── INPUT MATERIAL

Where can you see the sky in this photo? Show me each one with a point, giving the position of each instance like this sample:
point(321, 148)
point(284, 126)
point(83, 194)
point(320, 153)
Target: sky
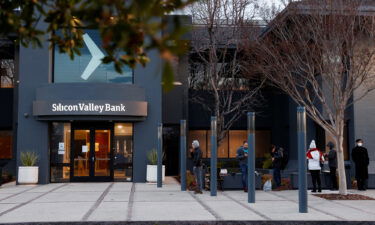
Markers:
point(262, 3)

────

Update the entries by rewriting their lines with "sky" replaced by "open sky" and everything else unchanged. Leave the pictures out.

§ SOLUTION TO THE EXERCISE
Where can you see the open sky in this photo? Show me each one with a point, giving the position of each instance like this sample:
point(321, 148)
point(284, 126)
point(83, 194)
point(320, 153)
Target: open sky
Markers:
point(262, 3)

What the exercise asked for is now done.